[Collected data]
= = =
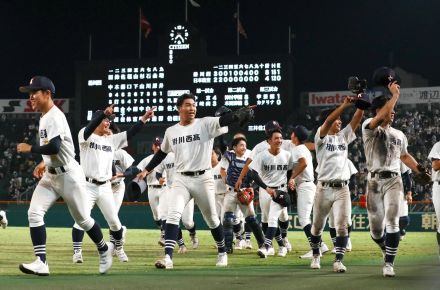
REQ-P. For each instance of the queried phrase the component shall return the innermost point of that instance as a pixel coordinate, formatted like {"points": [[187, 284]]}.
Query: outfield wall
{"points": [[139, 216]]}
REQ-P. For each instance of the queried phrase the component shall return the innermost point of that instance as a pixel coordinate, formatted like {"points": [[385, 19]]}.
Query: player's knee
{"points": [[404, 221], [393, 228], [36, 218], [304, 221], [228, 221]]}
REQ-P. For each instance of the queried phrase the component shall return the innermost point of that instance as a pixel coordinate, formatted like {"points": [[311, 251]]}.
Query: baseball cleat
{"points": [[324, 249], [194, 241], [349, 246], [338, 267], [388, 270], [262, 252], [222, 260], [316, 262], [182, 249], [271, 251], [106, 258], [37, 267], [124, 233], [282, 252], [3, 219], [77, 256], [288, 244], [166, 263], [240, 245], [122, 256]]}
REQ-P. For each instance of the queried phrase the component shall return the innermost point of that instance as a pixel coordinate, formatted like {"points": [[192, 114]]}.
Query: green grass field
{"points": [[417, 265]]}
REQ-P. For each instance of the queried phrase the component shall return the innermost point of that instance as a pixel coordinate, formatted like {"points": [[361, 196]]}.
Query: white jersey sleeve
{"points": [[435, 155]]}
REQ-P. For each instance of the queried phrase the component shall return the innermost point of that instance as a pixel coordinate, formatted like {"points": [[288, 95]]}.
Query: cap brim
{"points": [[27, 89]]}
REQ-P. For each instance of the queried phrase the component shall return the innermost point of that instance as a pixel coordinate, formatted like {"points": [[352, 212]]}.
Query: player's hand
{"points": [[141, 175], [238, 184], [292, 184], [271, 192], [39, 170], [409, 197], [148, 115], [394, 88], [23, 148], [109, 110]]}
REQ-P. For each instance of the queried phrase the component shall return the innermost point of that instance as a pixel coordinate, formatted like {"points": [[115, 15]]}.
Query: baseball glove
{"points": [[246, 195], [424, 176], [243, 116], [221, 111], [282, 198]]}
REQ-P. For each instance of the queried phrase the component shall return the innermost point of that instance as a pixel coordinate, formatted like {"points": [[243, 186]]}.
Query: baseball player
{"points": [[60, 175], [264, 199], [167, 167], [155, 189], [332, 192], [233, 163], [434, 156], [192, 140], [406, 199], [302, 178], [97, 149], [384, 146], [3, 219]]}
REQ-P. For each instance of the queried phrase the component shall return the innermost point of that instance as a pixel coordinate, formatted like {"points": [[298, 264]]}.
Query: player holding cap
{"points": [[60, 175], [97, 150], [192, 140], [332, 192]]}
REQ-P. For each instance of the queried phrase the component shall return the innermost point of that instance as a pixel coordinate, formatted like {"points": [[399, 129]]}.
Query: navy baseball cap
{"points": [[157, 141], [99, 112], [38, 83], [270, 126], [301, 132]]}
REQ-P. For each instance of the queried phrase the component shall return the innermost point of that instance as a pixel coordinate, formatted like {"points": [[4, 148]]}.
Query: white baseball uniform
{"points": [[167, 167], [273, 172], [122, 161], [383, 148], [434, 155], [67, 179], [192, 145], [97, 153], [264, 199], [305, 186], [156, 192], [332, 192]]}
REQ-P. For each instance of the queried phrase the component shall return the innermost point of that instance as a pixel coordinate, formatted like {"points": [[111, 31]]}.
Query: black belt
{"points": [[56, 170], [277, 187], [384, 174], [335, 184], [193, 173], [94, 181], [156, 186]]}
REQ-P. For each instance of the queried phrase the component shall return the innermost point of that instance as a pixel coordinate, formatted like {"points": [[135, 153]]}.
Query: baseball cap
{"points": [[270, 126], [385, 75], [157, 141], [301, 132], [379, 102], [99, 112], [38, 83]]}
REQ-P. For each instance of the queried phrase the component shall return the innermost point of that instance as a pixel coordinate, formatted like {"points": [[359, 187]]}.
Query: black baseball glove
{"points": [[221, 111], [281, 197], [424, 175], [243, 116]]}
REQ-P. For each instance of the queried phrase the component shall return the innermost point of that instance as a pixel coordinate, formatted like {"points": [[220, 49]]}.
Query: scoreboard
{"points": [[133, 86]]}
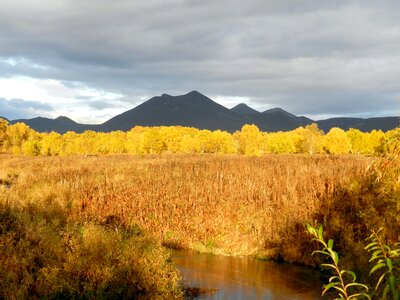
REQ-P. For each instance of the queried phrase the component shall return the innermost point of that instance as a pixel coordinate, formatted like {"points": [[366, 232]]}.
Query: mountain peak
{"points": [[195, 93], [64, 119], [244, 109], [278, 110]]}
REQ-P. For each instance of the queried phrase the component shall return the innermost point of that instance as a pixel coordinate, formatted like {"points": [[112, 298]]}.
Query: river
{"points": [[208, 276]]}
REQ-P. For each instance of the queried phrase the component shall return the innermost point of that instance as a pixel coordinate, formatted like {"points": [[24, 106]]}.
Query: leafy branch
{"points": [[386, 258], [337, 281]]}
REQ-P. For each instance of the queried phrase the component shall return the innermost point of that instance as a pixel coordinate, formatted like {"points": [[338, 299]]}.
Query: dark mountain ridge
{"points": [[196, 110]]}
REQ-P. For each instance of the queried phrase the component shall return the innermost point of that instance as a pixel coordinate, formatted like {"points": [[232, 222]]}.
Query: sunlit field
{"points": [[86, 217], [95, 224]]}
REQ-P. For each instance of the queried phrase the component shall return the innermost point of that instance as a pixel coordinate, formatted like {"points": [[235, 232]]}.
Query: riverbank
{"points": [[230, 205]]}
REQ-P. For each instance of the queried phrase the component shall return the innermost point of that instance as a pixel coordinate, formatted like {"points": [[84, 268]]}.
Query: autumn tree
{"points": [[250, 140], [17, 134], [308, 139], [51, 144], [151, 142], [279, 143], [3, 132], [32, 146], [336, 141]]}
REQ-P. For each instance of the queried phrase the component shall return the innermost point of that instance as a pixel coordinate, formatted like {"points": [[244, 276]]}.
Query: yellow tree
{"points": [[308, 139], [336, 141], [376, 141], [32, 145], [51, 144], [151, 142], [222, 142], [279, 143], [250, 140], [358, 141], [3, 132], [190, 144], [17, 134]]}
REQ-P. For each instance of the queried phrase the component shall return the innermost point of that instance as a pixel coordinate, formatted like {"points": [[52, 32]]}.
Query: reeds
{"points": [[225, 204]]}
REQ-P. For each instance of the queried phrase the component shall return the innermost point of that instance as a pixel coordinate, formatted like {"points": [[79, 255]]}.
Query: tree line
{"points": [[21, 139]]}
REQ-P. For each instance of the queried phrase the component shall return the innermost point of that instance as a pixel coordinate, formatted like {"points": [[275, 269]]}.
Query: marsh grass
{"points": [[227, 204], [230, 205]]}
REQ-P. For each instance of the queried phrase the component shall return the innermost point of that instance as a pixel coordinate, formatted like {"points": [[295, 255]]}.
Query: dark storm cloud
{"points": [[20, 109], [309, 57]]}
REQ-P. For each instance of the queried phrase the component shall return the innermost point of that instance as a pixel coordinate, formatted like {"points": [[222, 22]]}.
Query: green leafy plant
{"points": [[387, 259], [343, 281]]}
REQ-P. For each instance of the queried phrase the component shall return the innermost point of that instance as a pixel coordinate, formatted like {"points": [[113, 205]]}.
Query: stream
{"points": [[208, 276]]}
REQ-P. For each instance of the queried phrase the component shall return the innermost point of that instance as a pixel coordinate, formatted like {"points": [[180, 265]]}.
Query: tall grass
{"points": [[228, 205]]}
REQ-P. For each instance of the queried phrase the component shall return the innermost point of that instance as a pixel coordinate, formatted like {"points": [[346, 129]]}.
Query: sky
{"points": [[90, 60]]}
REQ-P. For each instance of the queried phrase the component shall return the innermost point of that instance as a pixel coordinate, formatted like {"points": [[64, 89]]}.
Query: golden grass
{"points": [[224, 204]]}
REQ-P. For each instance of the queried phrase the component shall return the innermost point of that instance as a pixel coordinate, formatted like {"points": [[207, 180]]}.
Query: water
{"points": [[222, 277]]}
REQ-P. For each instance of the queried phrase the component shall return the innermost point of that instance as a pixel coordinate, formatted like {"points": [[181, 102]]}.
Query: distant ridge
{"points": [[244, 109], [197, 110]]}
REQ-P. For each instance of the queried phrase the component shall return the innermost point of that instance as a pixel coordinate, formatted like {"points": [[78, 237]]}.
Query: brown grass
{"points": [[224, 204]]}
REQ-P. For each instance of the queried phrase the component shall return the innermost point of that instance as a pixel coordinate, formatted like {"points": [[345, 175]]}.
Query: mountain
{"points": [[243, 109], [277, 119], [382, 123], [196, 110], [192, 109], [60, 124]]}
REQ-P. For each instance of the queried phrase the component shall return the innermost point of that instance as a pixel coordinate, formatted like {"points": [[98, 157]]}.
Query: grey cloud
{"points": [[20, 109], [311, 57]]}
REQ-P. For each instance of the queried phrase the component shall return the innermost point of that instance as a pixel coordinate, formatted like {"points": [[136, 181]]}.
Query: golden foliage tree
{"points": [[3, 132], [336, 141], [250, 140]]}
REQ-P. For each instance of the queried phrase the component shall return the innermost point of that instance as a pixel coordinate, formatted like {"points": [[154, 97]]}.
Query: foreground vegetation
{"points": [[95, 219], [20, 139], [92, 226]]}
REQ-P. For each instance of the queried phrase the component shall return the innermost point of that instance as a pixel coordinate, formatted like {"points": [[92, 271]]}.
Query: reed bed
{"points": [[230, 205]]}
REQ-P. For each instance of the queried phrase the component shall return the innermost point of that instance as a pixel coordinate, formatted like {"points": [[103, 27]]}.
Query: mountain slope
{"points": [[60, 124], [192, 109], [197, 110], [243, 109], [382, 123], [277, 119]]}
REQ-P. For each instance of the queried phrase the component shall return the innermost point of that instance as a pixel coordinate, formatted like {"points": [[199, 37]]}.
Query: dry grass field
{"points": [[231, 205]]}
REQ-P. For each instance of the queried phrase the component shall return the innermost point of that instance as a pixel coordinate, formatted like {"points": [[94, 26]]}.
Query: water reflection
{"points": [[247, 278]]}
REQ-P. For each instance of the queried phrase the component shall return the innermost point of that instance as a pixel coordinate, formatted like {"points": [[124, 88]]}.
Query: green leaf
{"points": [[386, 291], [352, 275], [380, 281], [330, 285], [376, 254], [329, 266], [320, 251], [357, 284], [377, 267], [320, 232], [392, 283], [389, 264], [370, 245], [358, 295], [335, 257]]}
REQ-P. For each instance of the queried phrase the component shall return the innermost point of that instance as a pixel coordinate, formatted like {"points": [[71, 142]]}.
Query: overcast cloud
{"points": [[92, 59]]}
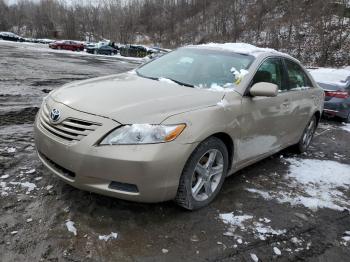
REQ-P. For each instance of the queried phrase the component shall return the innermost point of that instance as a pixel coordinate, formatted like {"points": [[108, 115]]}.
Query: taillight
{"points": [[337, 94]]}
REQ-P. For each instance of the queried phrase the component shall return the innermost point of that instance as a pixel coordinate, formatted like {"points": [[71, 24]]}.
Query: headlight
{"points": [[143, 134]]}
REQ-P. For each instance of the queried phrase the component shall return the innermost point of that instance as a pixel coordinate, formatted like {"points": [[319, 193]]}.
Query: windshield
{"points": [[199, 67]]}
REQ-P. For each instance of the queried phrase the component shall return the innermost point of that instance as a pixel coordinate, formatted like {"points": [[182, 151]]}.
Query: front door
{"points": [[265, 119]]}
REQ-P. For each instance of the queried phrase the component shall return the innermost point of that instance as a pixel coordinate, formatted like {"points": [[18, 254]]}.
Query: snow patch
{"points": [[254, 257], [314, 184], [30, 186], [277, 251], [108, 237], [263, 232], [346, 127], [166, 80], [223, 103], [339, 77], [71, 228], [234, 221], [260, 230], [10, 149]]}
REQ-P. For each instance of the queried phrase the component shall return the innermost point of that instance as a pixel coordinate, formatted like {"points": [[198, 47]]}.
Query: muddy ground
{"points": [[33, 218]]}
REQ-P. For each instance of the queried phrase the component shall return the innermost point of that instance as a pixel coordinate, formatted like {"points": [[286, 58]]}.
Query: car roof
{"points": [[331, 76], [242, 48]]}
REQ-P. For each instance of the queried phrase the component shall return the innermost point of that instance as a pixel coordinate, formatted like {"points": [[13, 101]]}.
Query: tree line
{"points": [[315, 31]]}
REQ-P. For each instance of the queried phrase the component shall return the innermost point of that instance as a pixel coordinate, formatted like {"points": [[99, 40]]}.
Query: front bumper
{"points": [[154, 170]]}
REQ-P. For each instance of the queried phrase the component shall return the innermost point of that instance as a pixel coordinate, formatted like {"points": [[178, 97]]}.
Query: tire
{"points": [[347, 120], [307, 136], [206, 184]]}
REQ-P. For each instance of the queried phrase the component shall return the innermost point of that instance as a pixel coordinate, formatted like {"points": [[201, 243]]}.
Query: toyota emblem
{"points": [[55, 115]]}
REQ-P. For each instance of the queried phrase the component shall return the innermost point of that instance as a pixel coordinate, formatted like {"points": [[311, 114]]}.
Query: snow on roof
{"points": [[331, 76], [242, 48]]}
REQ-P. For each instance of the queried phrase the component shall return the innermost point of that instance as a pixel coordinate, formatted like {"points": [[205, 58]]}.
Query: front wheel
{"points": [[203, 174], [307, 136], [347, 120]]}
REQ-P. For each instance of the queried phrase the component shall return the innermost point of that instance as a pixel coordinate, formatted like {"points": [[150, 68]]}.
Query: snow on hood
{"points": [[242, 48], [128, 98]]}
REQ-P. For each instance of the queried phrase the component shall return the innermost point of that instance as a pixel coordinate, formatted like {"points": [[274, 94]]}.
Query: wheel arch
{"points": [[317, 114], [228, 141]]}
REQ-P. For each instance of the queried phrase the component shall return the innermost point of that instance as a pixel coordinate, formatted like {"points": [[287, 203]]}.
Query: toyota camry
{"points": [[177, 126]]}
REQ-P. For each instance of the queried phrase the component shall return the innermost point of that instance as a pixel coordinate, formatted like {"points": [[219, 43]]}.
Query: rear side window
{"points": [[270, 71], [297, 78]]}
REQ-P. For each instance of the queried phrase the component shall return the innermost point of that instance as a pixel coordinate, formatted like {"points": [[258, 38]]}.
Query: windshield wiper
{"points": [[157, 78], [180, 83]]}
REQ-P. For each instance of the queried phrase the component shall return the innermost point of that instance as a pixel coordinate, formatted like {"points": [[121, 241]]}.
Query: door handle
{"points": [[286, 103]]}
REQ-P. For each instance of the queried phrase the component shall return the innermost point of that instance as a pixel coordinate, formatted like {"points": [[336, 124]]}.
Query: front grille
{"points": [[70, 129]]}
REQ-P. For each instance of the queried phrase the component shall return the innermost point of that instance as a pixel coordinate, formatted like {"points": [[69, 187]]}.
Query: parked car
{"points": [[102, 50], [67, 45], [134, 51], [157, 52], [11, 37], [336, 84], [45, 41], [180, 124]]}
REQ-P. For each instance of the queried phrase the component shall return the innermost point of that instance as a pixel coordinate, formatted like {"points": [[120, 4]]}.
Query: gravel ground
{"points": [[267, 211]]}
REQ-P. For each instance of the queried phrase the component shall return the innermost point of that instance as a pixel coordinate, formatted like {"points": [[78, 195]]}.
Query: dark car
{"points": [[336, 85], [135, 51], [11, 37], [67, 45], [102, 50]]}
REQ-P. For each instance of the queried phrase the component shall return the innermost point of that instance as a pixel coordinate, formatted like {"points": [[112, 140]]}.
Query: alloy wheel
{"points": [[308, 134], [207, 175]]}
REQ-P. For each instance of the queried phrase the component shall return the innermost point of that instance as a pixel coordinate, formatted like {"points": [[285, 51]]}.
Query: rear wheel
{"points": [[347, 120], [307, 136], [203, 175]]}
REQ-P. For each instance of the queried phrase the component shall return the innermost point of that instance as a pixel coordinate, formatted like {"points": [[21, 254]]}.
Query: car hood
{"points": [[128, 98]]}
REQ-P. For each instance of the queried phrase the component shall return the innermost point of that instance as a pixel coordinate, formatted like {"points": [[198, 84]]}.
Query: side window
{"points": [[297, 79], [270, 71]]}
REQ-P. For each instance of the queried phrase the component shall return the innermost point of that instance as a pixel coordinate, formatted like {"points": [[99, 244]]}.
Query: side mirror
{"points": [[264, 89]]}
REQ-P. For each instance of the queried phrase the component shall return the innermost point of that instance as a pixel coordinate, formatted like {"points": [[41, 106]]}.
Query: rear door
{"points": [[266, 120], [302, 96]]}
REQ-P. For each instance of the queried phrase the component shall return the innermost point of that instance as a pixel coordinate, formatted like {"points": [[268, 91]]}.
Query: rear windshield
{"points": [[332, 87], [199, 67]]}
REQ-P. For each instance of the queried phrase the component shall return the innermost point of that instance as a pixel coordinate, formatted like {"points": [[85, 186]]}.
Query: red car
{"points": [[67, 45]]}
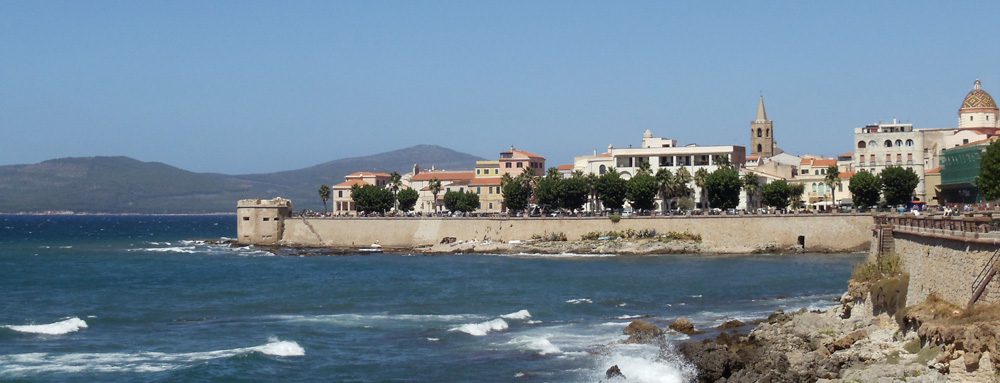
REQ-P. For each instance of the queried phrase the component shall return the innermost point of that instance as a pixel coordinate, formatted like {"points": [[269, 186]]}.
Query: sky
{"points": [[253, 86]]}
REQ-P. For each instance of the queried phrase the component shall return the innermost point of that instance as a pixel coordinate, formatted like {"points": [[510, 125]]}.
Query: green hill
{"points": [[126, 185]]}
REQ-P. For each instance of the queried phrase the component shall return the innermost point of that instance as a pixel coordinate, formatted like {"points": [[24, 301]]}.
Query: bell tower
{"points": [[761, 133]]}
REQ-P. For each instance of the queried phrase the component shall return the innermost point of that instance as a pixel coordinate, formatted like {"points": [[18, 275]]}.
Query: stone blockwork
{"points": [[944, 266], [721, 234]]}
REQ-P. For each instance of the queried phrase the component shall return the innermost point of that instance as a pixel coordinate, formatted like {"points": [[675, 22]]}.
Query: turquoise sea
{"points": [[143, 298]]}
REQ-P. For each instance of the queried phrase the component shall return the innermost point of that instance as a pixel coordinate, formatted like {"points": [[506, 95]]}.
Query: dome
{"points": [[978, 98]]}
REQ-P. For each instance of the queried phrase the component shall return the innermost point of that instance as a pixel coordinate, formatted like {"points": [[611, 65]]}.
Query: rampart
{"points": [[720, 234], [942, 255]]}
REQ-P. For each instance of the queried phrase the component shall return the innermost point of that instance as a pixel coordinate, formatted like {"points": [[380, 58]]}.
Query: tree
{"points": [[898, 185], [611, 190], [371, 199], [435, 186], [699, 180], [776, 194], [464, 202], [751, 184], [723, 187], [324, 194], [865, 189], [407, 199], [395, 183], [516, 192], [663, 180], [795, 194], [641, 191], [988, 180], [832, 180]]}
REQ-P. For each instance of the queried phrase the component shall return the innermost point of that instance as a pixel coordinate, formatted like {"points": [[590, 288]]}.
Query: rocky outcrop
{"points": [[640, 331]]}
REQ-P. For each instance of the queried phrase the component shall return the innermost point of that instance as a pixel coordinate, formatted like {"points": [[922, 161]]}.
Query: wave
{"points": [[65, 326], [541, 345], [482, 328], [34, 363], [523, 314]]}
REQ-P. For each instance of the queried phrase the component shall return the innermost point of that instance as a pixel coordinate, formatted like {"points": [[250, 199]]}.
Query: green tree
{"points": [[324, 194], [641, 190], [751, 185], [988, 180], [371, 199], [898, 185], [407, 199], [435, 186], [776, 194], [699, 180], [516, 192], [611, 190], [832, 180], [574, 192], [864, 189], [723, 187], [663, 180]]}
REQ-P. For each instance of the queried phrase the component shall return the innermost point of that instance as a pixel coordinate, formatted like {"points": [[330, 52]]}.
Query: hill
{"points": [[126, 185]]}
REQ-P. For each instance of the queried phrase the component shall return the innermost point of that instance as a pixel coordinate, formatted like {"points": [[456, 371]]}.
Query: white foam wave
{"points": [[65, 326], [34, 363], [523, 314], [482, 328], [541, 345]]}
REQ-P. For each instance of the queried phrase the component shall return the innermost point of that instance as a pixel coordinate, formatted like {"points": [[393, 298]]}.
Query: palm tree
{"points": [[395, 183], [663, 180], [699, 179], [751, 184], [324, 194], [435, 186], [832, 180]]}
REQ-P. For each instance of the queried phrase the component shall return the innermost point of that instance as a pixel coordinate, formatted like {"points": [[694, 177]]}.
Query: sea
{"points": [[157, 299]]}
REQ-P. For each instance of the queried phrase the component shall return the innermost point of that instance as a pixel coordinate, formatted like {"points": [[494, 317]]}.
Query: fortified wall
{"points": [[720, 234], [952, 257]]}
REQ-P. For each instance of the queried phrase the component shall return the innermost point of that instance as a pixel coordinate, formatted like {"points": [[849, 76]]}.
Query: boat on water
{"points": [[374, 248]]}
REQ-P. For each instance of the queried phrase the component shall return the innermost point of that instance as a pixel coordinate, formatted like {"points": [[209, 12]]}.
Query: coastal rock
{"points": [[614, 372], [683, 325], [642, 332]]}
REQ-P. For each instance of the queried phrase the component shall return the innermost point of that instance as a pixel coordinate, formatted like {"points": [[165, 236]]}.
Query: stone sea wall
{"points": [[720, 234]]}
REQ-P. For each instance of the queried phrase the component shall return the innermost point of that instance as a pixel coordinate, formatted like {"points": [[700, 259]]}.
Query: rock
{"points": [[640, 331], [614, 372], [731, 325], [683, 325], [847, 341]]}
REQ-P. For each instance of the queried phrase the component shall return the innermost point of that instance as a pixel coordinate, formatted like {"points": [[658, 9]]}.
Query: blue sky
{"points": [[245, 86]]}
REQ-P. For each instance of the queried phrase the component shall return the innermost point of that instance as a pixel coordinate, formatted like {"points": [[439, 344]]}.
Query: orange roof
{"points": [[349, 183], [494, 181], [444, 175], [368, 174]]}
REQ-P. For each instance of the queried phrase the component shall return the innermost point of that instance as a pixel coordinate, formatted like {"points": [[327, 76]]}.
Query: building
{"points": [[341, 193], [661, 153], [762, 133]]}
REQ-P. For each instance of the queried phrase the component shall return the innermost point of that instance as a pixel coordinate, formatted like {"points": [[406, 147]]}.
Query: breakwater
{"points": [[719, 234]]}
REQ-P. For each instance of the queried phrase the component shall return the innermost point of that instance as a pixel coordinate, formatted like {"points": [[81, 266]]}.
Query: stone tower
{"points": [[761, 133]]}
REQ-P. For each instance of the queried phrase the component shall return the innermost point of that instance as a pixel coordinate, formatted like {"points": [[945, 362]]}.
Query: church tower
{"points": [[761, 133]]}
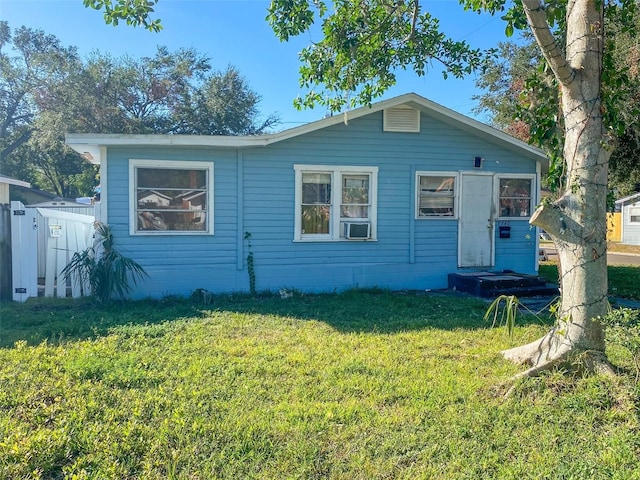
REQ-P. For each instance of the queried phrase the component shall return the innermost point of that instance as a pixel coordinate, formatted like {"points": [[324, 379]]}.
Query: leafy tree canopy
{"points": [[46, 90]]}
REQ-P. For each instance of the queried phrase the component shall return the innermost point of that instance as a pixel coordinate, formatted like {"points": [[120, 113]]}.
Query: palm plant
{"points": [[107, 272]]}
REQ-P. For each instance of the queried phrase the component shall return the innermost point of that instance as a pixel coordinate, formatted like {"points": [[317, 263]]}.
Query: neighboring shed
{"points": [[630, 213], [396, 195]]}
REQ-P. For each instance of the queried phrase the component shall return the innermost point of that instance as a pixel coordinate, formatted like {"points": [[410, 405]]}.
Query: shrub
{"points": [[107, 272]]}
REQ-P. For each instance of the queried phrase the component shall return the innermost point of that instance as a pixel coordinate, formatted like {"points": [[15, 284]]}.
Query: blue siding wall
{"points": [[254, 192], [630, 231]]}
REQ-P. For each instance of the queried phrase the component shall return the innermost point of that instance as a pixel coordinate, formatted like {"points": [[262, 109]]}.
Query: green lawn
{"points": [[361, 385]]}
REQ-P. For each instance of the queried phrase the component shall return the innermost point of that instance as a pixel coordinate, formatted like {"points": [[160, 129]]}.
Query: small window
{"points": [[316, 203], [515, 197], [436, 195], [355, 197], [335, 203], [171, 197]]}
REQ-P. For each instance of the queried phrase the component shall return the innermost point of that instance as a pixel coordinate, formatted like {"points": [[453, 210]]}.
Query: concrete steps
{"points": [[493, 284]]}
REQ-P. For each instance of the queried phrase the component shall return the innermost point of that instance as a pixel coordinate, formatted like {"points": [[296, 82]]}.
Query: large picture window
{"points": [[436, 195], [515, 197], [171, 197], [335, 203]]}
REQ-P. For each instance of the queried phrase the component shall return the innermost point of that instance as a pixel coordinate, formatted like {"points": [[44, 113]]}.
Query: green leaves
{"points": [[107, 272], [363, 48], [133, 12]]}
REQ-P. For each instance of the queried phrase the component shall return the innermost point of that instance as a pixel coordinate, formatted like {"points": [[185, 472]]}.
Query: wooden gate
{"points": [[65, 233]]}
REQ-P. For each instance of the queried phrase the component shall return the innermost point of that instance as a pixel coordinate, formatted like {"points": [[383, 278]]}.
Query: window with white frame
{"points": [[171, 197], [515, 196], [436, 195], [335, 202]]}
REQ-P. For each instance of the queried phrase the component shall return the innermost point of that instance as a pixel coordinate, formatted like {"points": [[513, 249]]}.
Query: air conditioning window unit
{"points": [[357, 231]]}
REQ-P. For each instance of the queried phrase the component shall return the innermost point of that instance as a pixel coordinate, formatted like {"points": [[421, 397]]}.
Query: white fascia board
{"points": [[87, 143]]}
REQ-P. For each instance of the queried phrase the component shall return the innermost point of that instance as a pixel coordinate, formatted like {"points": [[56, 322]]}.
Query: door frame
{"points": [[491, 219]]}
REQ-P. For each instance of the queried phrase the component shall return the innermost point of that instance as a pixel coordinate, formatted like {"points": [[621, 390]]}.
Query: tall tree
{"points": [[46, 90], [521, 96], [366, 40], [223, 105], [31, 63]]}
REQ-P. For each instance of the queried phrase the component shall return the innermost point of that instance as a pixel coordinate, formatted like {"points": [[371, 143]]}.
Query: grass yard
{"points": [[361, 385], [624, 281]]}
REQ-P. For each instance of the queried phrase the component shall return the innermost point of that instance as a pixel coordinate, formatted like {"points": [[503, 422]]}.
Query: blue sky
= = =
WHAT TO WORK ON.
Reproduce nothing but the lines from the line containing "Query: wooden gate" to the last line of the data, each exactly as written.

WRITTEN RESPONSE.
Query: wooden gate
{"points": [[65, 233]]}
REQ-P. For each instance of the queried phrase the component shall return the innermost point of that instance as a pixel coordinate, formatted like {"points": [[383, 278]]}.
Query: window with white frame
{"points": [[171, 197], [515, 196], [436, 195], [335, 202]]}
REQ-P. For each instance of the queried phrase the component shall return the innermost point of that instance as a pixel coordinate, formatted like {"points": [[513, 249]]}.
Query: air conditioning window unit
{"points": [[357, 231]]}
REQ-P. For each instance of the queried phrase the component shall return the innermost point of that instance as a pixel coordinate, formatted like {"points": [[421, 397]]}.
Query: white fascia board
{"points": [[87, 143]]}
REQ-P. For each instance of the queried phrase the component shall return the innermost point of that instance as a pixel coordinate, formatted like {"points": [[56, 322]]}.
Query: door frame
{"points": [[491, 219]]}
REQ-P. For each instance of the queried phrase the component shall return the innermost point of that instance as a pixel coordinate, formatted like {"points": [[621, 390]]}.
Query: tall tree
{"points": [[46, 90], [521, 96], [366, 40], [223, 105], [31, 63]]}
REQ-P. For each instance of the queried phrase the component shall return the innermost point of that instance as a pixel coordinate, formatted like {"points": [[371, 143]]}.
Query: grass yard
{"points": [[361, 385], [624, 281]]}
REQ-P. For each instance of the queried phrase the component shall return the innermost point of that instance as a pixel coordinate, formatted like {"points": [[503, 422]]}.
Query: blue sky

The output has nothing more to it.